* BEGIN TASK DATA *

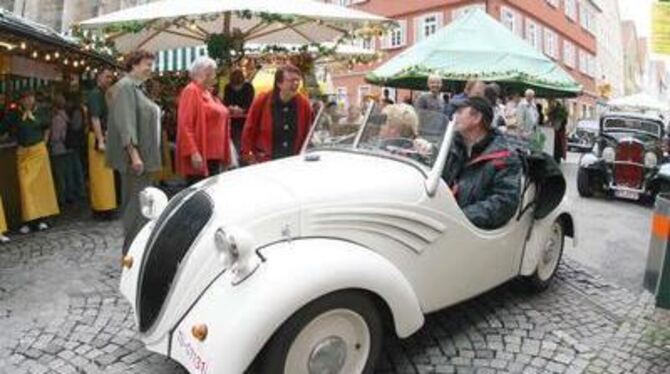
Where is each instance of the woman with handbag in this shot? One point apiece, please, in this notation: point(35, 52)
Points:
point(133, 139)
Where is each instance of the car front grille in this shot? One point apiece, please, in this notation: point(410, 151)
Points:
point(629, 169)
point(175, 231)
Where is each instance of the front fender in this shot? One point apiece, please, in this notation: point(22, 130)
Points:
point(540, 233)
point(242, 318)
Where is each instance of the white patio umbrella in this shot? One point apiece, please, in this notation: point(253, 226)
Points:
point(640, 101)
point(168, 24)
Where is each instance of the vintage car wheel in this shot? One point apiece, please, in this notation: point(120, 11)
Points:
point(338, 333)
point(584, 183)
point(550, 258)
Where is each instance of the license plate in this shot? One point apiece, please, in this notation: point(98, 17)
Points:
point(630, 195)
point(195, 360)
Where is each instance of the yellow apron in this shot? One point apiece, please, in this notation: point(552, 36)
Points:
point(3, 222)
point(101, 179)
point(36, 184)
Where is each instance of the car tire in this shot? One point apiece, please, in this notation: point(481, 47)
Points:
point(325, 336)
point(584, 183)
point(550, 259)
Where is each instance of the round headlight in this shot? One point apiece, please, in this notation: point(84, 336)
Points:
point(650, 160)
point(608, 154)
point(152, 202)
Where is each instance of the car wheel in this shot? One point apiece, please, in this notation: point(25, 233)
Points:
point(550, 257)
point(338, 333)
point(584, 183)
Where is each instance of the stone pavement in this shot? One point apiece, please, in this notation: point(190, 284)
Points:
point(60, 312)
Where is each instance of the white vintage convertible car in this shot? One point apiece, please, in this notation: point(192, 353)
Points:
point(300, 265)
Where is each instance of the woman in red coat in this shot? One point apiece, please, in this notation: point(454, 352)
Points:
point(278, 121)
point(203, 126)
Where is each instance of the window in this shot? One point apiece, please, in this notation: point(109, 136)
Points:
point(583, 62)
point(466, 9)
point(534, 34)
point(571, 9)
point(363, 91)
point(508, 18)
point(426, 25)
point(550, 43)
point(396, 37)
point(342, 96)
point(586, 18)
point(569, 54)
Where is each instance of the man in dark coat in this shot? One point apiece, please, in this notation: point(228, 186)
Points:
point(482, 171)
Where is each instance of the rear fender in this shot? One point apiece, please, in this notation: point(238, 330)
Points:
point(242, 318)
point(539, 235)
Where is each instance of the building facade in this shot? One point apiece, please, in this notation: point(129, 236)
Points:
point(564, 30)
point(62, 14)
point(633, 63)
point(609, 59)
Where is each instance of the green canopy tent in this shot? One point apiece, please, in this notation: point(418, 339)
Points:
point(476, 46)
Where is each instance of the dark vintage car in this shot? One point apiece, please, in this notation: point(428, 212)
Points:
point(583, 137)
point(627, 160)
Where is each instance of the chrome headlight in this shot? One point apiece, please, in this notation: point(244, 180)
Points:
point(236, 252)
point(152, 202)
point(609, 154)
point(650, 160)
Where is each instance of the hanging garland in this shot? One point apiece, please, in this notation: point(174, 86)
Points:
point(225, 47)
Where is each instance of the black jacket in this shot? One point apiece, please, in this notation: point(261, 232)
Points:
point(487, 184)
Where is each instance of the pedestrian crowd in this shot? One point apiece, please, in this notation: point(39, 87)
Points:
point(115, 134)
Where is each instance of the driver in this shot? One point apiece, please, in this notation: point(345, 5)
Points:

* END TASK DATA *
* BEGIN TASK DATA *

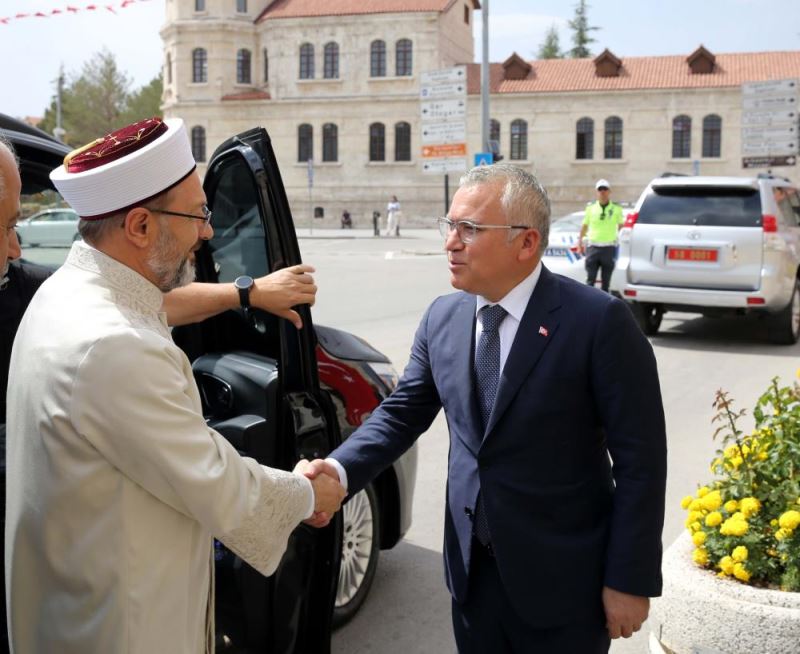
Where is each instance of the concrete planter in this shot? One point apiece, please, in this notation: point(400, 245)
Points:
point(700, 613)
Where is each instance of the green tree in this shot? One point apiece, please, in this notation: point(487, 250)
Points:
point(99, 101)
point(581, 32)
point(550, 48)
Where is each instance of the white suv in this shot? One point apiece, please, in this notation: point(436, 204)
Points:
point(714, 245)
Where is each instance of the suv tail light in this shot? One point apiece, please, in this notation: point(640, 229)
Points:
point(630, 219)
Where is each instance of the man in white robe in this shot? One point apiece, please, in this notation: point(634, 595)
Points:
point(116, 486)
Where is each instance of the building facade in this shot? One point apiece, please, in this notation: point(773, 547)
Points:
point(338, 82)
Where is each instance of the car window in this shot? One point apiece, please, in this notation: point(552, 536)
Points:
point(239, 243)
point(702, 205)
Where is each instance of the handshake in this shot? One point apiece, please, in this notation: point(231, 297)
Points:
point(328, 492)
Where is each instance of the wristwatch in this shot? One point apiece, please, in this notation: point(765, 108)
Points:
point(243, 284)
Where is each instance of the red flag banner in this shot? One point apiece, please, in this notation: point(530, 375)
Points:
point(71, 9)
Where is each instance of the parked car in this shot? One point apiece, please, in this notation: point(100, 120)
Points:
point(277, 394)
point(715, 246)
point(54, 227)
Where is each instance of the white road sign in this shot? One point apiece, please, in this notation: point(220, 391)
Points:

* END TASK DATA *
* BEGIN TASK DATA *

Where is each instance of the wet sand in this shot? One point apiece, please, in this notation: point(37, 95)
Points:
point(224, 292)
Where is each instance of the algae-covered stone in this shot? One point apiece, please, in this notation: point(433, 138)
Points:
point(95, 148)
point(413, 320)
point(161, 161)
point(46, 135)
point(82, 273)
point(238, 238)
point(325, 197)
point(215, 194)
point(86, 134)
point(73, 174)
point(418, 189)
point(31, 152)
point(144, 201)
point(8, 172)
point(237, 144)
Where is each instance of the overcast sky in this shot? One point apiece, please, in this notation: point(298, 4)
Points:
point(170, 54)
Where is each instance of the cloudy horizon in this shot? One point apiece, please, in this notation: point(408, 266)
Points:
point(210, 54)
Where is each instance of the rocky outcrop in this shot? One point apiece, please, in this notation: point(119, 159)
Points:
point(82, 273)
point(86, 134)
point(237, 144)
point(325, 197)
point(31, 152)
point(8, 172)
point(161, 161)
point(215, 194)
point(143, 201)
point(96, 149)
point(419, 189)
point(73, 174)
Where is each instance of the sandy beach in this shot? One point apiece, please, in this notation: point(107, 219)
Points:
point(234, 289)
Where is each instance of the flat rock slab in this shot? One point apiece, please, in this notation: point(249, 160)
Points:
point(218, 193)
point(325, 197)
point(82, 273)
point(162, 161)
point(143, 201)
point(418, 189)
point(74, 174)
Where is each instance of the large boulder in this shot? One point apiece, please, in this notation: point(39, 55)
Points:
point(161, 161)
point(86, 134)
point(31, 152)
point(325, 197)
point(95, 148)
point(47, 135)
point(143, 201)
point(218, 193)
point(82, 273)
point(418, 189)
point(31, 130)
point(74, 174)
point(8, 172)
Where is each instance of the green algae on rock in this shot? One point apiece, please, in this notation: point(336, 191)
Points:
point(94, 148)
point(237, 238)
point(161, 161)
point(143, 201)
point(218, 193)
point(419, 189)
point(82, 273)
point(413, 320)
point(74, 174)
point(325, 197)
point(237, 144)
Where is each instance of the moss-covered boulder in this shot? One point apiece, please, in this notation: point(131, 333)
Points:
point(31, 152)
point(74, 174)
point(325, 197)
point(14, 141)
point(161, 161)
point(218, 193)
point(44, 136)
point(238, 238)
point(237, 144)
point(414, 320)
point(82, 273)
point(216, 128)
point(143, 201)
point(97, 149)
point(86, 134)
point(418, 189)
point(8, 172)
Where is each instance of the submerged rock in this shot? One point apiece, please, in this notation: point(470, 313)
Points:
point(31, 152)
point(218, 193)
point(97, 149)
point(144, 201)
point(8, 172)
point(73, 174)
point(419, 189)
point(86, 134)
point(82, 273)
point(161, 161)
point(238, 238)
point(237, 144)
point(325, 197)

* END TASK DATA *

> [REQUIRED TASK] Reproduce unchanged the rows from the line with "Where is each instance of the white vintage" to the line with "point(482, 171)", both included.

> [SOLUTION BELOW]
Where is each instance of the white vintage convertible car in this shot? One point apiece, please, in this notation: point(192, 353)
Points:
point(300, 265)
Where is each instance of the woman in red coat in this shot? One point apiece, please, in this notation: point(454, 352)
Points:
point(278, 121)
point(203, 126)
Where is each instance of the window in this shot? One point apiece, please, in this notation: point(109, 136)
Points:
point(583, 62)
point(466, 9)
point(534, 34)
point(571, 9)
point(363, 91)
point(508, 18)
point(426, 25)
point(550, 43)
point(396, 37)
point(342, 96)
point(586, 18)
point(569, 54)
Where is each instance of the man in dark coat in this shot? One point apiece, please, in this notation: point(228, 186)
Points:
point(482, 171)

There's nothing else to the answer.